Things to do:
1: Retype everything in the MSI support email from "On Thu, Jul 3, 2014 at 11:56" down to "enable MSI fail.".
2: In the email about MSI support, what command does Yijing Wang suggest for checking whether the PCI bus supports MSI?
3: Proceed with the email thread about MSI support from the point where it stops.

Extract to read:
──────────────────────────────
[Nouveau] How to check for proper MSI support?

Ilia Mirkin imirkin at alum.mit.edu
Thu Jul 3 21:32:05 PDT 2014


On Thu, Jul 3, 2014 at 11:56 PM, Yijing Wang <wangyijing at huawei.com> wrote:
> On 2014/7/4 11:30, Ilia Mirkin wrote:
>> On Thu, Jul 3, 2014 at 11:09 PM, Yijing Wang <wangyijing at huawei.com> wrote:
>>> On 2014/7/4 10:43, Ilia Mirkin wrote:
>>>> On Thu, Jul 3, 2014 at 10:35 PM, Yijing Wang <wangyijing at huawei.com> wrote:
>>>>> Hi Brian,
>>>>>    From your 01:00.0 VGA compatible controller PCI config register, it supports 1 MSI vector, so I think this
>>>>> card has no problem. But you didn't answer what's the pci_enable_msi() return during it enable MSI fail.
>>>>>
>>>>> You can check PCI bus whether support MSI like:
>>>>>
>>>>> cat /sys/bus/pci/devices/00:0e.0/msi_bus
>>>>>
>>>>> Other, do you call pci_enable_device() before pci_enable_msi() ?
>>>>
>>>> Yes, the device is enabled. nouveau does generally work for most
>>>> people :) And it works fine here if MSI is forced off.
>>>>
>>>> The problem here is that pci_enable_msi() succeeds, but it probably
>>>
>>> It's some strange, pci_enable_msi() succeeds, but there is nothing in MSI address and data register
>>>
>>>         Capabilities: [68] MSI: Enable- Count=1/1 Maskable- 64bit+
>>>                 Address: 0000000000000000  Data: 0000
>>> Because the address and data is invalid, so MSI can not work.
──────────────────────────────
Source data:
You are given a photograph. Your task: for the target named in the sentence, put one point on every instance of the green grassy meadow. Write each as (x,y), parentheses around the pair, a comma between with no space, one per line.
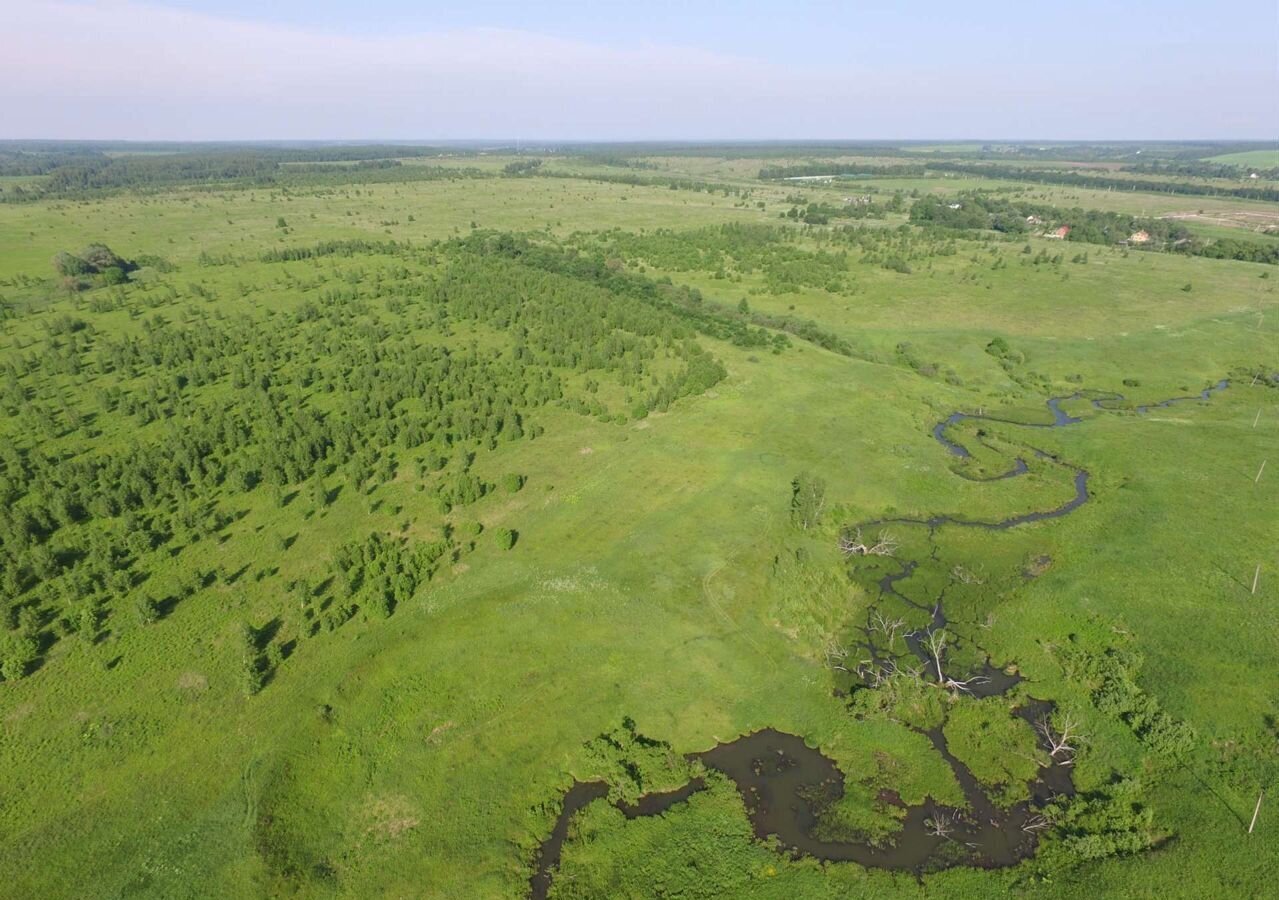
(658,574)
──────────────────────────────
Final results:
1:
On Thu, Jul 3, 2014 at 11:56 PM, Yijing Wang <wangyijing at huawei.com> wrote:
> On 2014/7/4 11:30, Ilia Mirkin wrote:
>> On Thu, Jul 3, 2014 at 11:09 PM, Yijing Wang <wangyijing at huawei.com> wrote:
>>> On 2014/7/4 10:43, Ilia Mirkin wrote:
>>>> On Thu, Jul 3, 2014 at 10:35 PM, Yijing Wang <wangyijing at huawei.com> wrote:
>>>>> Hi Brian,
>>>>>    From your 01:00.0 VGA compatible controller PCI config register, it supports 1 MSI vector, so I think this
>>>>> card has no problem. But you didn't answer what's the pci_enable_msi() return during it enable MSI fail.

2: cat /sys/bus/pci/devices/00:0e.0/msi_bus

3:
>>>
>>> Because you said pci_enable_msi() return 0 which indicates success, so I guess the device
>>> current power state is not D0, because checking code in __write_msi_msi.
>>>
>>> void __write_msi_msg(struct msi_desc *entry, struct msi_msg *msg)
>>> {
>>>     if (entry->dev->current_state != PCI_D0) {
>>>         /* Don't touch the hardware now */
>>>     } else if (entry->msi_attrib.is_msix) {
>>>         void __iomem *base;
>>>         base = entry->mask_base +
>>>             entry->msi_attrib.entry_nr * PCI_MSIX_ENTRY_SIZE;
>>>
>>>         writel(msg->address_lo, base + PCI_MSIX_ENTRY_LOWER_ADDR);
>>>         writel(msg->address_hi, base + PCI_MSIX_ENTRY_UPPER_ADDR);
>>>         writel(msg->data, base + PCI_MSIX_ENTRY_DATA);
>>>     ......
>>>
>>>> shouldn't. I don't know all the details about MSI, but doesn't the CPU
>>>> or (L)APIC have to support it? In this case, it's a P200MMX on a 430FX
>>>> chipset board. Both quite ancient...
>>>
>>> MSI in x86 always send to specific interrupt address(0xfeexxxx), most x86 CPU
>>> should support MSI, but I am not sure, I don't know hardware much.
>>
>> To put things in perspective, P200MMX was released in early 1997. It
>> looks like the PCI 2.2 spec, which defines MSI, was released in late
>> 1998. The 430FX chipset only supports PCI 2.0.
>
> Maybe you are right, the chipset can not support MSI...
>
> But why after your call pci_enable_msi(), the MSI address and data register is nothing initialized.

The lspci output you saw was not with pci_enable_msi having been run
-- it was in the working configuration, where nouveau is told not to
enable MSI.

>
>
>>
>>>
>>>>
>>>> So given that the PCI device itself supports MSI, how do we tell that
>>>> it shouldn't actually get turned on?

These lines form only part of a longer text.